Given problem: What is needed is an exact repeat of the lines from the line containing "For the benchmark, annotate every instance of the windshield" through the final line of the entries below, and nothing else.
──────────────────────────────
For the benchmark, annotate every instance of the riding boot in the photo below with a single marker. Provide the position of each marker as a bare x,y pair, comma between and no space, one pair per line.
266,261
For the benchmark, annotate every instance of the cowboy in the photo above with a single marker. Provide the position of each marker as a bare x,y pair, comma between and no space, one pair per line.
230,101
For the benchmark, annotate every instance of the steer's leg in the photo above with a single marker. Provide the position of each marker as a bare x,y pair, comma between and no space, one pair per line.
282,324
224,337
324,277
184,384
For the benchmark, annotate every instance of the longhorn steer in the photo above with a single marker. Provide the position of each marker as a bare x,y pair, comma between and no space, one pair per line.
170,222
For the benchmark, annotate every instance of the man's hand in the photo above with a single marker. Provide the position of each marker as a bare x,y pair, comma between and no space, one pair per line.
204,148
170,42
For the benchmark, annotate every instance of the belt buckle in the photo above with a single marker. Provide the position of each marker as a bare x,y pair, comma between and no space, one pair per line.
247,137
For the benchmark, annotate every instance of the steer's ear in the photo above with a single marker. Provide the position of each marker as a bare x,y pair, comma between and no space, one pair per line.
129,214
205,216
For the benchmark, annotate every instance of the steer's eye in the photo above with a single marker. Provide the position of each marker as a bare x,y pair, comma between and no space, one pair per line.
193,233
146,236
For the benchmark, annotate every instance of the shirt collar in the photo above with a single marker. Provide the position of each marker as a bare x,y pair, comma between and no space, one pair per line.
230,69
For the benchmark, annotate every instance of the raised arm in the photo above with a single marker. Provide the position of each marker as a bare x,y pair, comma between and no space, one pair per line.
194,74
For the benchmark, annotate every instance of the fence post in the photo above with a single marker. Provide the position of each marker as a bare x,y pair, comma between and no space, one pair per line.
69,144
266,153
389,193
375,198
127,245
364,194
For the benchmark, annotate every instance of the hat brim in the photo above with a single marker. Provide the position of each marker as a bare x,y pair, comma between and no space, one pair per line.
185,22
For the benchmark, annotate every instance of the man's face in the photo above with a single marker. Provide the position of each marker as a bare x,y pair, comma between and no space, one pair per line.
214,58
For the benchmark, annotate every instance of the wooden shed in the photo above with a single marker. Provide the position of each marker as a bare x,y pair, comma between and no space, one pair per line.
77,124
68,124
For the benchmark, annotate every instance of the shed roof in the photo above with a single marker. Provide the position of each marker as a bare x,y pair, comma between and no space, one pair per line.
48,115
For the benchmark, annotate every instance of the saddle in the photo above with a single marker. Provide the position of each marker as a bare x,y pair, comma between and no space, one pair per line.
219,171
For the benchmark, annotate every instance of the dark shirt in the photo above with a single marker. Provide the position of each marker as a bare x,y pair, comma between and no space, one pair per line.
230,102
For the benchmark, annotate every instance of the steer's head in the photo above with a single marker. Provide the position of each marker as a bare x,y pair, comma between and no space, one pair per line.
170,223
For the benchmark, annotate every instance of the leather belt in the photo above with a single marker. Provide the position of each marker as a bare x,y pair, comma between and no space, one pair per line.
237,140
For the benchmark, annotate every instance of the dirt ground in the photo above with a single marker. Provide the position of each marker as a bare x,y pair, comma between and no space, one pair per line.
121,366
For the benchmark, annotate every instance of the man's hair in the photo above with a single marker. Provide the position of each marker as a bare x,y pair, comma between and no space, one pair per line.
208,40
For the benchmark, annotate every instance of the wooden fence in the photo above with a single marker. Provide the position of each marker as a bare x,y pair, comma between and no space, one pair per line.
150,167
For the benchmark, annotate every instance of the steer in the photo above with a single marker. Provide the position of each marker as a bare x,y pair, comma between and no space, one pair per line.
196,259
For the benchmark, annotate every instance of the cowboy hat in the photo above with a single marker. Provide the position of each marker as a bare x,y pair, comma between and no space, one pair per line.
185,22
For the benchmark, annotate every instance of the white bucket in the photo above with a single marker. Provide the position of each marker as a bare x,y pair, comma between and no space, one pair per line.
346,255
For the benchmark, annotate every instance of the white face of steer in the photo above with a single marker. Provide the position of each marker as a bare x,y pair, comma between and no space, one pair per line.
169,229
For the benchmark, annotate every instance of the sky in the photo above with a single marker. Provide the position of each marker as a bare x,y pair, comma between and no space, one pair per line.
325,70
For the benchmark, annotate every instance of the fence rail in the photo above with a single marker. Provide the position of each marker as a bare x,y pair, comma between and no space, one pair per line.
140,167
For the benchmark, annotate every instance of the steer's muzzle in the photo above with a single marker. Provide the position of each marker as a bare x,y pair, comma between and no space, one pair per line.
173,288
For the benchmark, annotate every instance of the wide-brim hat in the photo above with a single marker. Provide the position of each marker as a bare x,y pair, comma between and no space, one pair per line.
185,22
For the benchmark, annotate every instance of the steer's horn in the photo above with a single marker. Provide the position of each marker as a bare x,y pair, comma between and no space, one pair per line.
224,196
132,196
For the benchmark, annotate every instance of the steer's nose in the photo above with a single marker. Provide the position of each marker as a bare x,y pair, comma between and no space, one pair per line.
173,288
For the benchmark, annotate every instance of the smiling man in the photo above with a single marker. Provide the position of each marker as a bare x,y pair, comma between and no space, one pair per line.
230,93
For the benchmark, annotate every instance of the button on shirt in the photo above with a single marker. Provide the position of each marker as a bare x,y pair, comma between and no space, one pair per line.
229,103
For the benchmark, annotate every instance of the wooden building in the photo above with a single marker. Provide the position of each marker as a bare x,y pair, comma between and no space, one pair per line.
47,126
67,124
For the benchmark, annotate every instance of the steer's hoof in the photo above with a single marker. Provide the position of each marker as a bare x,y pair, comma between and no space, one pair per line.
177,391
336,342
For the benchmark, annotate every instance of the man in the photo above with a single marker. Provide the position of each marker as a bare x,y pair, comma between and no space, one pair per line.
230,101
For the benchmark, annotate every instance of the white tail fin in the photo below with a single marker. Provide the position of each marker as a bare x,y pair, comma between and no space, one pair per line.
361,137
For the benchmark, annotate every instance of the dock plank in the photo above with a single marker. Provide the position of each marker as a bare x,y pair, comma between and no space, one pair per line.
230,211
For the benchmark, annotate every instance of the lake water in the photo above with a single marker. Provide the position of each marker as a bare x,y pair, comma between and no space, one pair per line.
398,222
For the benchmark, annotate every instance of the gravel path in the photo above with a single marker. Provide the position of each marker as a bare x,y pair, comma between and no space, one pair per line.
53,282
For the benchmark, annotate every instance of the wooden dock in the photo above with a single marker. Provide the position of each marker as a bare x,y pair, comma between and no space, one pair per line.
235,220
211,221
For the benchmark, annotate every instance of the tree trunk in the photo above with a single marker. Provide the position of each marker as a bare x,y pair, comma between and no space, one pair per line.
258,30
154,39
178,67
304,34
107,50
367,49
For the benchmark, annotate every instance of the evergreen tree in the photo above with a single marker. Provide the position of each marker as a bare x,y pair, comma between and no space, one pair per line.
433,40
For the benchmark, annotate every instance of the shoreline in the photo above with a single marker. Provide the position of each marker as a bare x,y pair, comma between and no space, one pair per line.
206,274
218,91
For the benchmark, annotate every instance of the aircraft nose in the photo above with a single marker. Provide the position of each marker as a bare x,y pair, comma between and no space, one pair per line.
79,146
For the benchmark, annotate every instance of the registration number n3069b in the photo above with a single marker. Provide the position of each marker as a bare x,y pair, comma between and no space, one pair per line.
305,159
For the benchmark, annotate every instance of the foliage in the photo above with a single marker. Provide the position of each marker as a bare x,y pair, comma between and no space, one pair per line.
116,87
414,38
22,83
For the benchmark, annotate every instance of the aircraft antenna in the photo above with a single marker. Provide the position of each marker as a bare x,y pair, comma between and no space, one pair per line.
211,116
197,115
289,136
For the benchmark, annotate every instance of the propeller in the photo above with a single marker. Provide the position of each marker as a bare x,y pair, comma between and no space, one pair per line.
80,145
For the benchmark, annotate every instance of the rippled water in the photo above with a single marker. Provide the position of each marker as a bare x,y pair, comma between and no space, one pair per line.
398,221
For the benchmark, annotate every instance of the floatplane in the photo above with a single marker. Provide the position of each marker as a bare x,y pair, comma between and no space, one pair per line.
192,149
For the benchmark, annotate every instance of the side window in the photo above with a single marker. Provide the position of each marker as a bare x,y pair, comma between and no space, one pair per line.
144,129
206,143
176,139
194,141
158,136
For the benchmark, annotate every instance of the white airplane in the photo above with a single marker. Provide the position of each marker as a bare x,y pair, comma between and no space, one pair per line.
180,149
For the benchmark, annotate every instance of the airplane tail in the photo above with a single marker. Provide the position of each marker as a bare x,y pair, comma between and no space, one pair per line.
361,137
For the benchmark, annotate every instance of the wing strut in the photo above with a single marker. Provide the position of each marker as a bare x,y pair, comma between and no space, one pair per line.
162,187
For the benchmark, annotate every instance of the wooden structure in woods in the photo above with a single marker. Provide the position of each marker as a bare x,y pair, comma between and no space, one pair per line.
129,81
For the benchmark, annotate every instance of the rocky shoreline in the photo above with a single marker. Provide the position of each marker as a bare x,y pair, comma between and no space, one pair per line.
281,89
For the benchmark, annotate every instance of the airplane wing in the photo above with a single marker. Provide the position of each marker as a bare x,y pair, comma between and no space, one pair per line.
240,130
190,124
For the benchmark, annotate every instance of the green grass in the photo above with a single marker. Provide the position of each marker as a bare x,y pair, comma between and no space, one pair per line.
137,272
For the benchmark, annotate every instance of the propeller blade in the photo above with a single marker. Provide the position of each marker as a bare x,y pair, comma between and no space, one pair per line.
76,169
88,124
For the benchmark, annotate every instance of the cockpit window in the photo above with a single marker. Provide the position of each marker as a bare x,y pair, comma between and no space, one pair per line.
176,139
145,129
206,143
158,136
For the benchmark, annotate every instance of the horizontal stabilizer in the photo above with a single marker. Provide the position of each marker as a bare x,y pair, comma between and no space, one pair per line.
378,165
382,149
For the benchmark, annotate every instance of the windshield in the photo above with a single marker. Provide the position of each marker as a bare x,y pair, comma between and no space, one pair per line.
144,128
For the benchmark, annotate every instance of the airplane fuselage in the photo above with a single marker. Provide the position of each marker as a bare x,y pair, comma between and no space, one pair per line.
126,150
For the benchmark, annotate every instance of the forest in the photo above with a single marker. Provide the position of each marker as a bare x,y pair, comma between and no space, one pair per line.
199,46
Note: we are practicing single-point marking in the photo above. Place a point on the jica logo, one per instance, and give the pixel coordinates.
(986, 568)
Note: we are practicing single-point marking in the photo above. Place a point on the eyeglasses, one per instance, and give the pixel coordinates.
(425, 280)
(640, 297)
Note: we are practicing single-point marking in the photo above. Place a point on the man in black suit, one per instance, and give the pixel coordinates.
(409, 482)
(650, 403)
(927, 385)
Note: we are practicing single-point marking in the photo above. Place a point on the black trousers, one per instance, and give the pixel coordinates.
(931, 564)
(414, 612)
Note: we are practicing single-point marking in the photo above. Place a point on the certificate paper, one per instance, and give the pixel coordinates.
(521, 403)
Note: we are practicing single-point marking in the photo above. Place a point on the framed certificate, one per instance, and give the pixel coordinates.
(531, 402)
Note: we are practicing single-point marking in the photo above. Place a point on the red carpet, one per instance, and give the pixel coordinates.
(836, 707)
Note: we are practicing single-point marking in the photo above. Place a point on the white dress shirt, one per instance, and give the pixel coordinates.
──────────────────────────────
Exercise solution:
For the benchmark, annotate every instance of the windshield in the photo above with a single marker. Provide the position of each marker as a bare x,y pair, comma between and no space, one pair per line.
144,128
For the benchmark, annotate every instance of the airplane fuselage in the photo above with a single marker. Provide the position of each marker as a bare x,y pair, comma between and no space, one pair per line.
126,150
For the benchmark, annotate every instance of the forest in the photo above with a single marker. Provide the position of each marker as a bare x,y pair, comma between and no space, one pair per line.
199,46
Note: we are practicing single-point marking in the photo above. Place a point on the jica logo, one per instance, and give the pixel coordinates.
(986, 568)
Note: we are practicing single-point marking in the photo above. Place a point on the eyeglasses, one per instance, and give the pixel coordinates.
(425, 280)
(640, 297)
Note: we are practicing single-point marking in the photo above. Place a point on the man in black suit, one per instance, and give the pixel coordinates.
(409, 482)
(650, 403)
(927, 385)
Note: we are practicing single-point marking in the photo above. Place a point on the black trousers, one per instance, and give the pixel coordinates.
(931, 564)
(414, 612)
Note: we are practicing single-point marking in the photo above. Place a point on the certificate paper, one per instance, and give the pixel coordinates.
(521, 403)
Note: we are practicing single-point marking in the photo above. Place a point on the framed certificate, one per instance, and give the pixel coordinates.
(531, 402)
Note: we are practicing single-point marking in the photo above. Place a point on the red carpet, one per instance, and give the pixel coordinates.
(836, 707)
Note: we are practicing single-point marking in the photo above. Place a point on the white dress shirt, one per instance, and give the pixel coordinates.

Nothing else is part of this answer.